• [DOCUMENT EXCERPT]
######

Merck

Toxicity of copper on isolated liver mitochondria: impairment at complexes I, II, and IV leads to increased ROS production.

Cell biochemistry and biophysics (2014-04-03)
Mir-Jamal Hosseini, Fatemeh Shaki, Mahmoud Ghazi-Khansari, Jalal Pourahmad
RESUMEN

Oxidative damage has been implicated in disorders associated with abnormal copper metabolism and also Cu(2+) overloading states. Besides, mitochondria are one of the most important targets for Cu(2+), an essential redox transition metal, induced hepatotoxicity. In this study, we aimed to investigate the mitochondrial toxicity mechanisms on isolated rat liver mitochondria. Rat liver mitochondria in both in vivo and in vitro experiments were obtained by differential ultracentrifugation and the isolated liver mitochondria were then incubated with different concentrations of Cu(2+). Our results showed that Cu(2+) induced a concentration and time-dependent rise in mitochondrial ROS formation, lipid peroxidation, and mitochondrial membrane potential collapse before mitochondrial swelling ensued. Increased disturbance in oxidative phosphorylation was also shown by decreased ATP concentration and decreased ATP/ADP ratio in Cu(2+)-treated isolated mitochondria. In addition, collapse of mitochondrial membrane potential (MMP), mitochondrial swelling, and release of cytochrome c following of Cu(2+) treatment were well inhibited by pretreatment of mitochondria with CsA and BHT. Our results showed that Cu(2+) could interact with respiratory complexes (I, II, and IV). This suggests that Cu(2+)-induced liver toxicity is the result of metal's disruptive effect on liver hepatocyte mitochondrial respiratory chain that is the obvious cause of Cu(2+)-induced ROS formation, lipid peroxidation, mitochondrial membrane potential decline, and cytochrome c expulsion which start cell death signaling.

######

(Region pointing data)
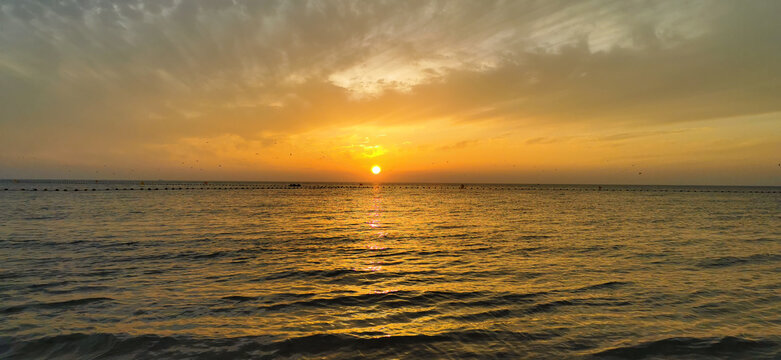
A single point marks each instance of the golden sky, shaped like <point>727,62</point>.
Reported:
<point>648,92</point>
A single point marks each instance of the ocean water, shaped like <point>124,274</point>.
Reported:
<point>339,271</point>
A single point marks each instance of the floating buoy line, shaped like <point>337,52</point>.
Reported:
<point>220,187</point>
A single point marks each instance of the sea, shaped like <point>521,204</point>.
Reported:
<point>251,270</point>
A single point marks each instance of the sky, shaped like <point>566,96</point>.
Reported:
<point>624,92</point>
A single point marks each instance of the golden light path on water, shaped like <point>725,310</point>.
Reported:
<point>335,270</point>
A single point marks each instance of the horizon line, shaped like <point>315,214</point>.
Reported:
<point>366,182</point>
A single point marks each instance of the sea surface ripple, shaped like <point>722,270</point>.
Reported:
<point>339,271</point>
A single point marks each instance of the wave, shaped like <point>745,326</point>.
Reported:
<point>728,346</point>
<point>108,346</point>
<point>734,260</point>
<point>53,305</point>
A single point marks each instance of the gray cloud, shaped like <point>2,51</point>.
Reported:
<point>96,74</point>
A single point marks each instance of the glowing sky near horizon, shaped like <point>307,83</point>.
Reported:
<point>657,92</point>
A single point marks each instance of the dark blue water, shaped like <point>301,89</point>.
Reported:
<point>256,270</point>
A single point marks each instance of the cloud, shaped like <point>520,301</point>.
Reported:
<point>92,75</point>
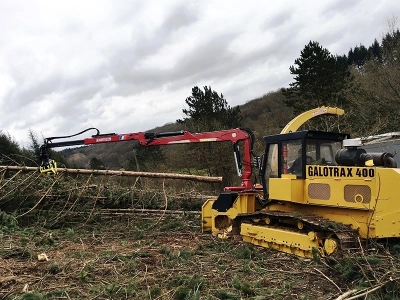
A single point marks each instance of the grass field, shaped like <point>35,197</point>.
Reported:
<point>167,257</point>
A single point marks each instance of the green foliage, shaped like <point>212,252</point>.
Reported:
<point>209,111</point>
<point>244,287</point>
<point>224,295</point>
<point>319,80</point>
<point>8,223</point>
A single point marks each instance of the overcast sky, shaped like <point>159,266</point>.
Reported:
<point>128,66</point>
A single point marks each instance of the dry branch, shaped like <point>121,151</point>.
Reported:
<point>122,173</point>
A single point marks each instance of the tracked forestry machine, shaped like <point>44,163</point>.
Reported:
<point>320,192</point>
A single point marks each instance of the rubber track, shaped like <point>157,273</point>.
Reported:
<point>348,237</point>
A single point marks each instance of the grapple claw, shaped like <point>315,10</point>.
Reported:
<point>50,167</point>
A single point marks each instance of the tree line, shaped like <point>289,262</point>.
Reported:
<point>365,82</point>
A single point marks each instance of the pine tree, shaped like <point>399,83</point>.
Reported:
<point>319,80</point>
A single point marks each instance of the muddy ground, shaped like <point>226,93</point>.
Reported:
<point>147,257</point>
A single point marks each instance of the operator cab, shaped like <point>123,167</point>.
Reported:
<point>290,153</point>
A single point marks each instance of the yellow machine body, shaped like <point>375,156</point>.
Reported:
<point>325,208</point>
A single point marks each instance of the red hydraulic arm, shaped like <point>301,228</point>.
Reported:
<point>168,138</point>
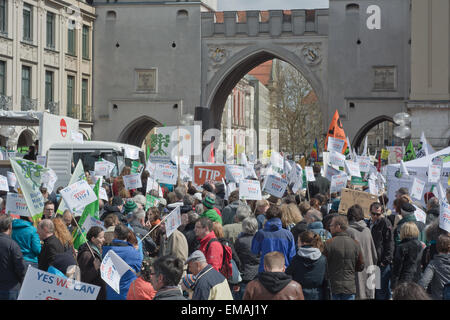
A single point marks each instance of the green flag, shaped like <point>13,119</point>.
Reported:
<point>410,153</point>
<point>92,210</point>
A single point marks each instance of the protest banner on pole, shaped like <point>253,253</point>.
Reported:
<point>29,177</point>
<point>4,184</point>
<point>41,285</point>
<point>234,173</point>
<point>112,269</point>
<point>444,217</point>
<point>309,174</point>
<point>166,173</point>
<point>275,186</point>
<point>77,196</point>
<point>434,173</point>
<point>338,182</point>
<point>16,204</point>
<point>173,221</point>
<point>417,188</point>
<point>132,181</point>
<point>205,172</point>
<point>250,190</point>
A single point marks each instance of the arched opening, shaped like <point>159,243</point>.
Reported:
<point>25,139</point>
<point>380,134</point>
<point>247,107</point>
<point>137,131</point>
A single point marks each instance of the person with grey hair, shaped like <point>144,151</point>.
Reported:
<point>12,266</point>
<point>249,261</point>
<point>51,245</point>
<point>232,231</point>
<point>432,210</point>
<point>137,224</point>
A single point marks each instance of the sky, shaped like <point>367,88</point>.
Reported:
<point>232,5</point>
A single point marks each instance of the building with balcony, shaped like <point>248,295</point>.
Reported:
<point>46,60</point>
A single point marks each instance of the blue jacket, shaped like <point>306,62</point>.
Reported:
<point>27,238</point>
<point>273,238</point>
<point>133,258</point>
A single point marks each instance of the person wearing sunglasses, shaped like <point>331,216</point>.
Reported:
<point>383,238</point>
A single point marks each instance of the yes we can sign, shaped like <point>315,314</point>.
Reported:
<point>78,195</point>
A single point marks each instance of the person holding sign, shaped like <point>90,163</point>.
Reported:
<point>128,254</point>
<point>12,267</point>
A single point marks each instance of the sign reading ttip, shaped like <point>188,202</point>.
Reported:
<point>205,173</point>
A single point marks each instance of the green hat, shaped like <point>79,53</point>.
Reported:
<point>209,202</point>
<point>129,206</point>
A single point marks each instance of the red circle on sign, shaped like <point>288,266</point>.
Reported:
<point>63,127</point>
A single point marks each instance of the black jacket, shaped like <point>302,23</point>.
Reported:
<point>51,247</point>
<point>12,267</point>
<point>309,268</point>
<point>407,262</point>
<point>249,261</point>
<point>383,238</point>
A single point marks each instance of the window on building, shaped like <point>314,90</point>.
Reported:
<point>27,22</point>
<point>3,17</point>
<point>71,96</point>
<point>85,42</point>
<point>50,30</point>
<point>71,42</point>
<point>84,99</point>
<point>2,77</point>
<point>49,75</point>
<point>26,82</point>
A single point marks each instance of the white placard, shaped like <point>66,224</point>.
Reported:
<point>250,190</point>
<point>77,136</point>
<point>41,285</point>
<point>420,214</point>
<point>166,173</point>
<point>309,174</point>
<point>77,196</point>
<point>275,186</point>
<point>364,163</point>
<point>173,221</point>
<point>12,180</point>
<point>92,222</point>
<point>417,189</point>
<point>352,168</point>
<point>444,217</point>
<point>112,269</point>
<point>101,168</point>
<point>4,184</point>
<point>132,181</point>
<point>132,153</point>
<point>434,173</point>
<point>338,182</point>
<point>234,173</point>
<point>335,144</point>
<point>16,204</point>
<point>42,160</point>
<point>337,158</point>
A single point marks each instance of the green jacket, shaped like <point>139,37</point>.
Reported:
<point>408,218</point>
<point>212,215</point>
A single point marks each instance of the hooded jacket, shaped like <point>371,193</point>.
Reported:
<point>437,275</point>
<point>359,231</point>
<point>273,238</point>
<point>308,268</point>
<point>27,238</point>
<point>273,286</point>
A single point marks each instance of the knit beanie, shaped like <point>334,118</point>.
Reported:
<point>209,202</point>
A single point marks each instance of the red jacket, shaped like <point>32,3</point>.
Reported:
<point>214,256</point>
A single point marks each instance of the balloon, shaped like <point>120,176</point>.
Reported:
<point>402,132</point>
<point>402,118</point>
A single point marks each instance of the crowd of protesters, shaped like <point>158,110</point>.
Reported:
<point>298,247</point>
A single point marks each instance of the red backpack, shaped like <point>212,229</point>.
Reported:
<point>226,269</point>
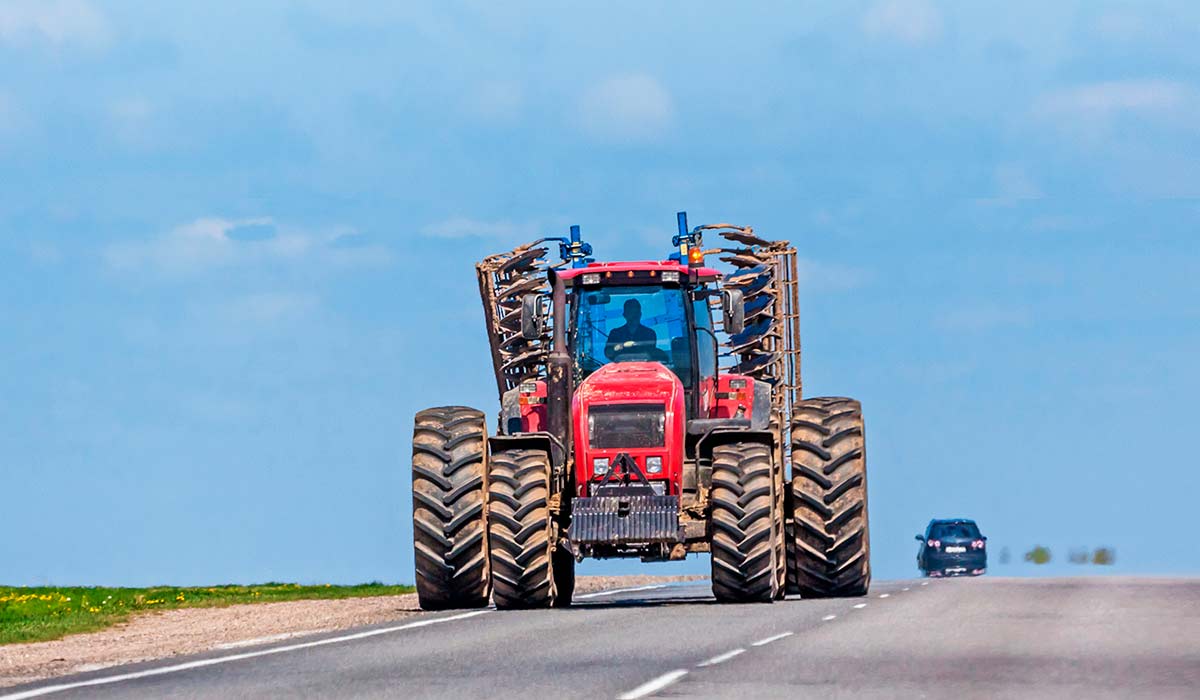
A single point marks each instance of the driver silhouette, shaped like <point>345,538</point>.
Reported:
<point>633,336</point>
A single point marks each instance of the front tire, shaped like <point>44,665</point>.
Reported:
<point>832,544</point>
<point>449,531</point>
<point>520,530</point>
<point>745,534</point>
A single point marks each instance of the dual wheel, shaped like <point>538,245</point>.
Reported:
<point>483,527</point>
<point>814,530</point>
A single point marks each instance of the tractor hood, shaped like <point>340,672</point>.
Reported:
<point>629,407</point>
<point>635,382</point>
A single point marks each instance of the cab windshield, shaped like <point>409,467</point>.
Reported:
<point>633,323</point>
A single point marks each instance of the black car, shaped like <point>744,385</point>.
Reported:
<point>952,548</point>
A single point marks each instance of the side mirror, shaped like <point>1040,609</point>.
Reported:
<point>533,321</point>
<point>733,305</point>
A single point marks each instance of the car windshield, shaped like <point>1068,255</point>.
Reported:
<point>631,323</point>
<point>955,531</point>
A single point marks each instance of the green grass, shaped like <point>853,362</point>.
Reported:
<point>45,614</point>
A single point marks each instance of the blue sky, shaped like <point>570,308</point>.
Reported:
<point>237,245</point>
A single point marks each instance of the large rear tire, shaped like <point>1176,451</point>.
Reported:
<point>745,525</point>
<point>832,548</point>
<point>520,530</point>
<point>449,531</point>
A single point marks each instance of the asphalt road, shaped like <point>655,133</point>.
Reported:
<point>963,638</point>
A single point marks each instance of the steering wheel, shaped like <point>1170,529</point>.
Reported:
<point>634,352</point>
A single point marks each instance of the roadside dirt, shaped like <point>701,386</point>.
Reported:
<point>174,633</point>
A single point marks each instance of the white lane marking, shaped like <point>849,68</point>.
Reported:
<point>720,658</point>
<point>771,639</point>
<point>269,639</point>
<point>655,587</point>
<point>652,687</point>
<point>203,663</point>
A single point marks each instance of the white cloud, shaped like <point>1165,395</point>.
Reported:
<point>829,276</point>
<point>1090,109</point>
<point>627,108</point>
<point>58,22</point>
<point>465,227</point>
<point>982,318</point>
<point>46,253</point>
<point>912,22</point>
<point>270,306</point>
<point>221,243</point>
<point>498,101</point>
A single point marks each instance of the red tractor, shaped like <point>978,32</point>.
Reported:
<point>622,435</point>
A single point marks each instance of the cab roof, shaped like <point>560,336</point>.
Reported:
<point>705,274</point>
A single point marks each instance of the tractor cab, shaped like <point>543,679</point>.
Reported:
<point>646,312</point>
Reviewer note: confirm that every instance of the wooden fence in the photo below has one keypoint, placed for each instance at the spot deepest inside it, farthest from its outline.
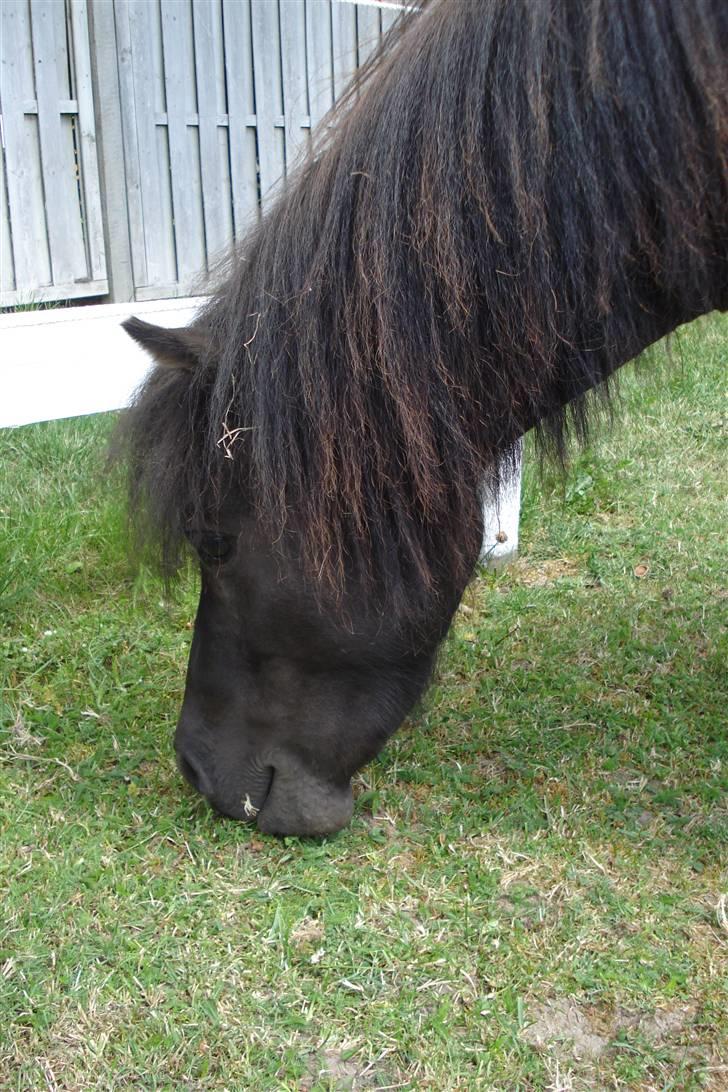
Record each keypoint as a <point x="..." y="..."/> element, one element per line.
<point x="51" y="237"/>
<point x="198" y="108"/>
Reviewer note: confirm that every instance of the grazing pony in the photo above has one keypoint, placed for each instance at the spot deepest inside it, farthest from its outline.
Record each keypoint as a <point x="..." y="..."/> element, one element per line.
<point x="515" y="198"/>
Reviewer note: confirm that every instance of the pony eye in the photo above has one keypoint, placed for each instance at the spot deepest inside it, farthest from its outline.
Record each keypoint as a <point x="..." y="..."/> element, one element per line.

######

• [QUESTIONS]
1 - Reproduce the passage of the copper toxicity abstract from "Toxicity of copper" up to and including "and biophysics (2014-04-03)".
2 - Answer these questions using the copper toxicity abstract:
(a) In which journal did the study appear, and on what date?
(b) By what method were the rat liver mitochondria obtained?
(c) With which respiratory complexes could Cu(2+) interact?

• [RESULTS FOR EACH TASK]
1 -
Toxicity of copper on isolated liver mitochondria: impairment at complexes I, II, and IV leads to increased ROS production.

Cell biochemistry and biophysics (2014-04-03)

2 -
(a) Cell biochemistry and biophysics, 2014-04-03
(b) Differential ultracentrifugation
(c) Complexes I, II, and IV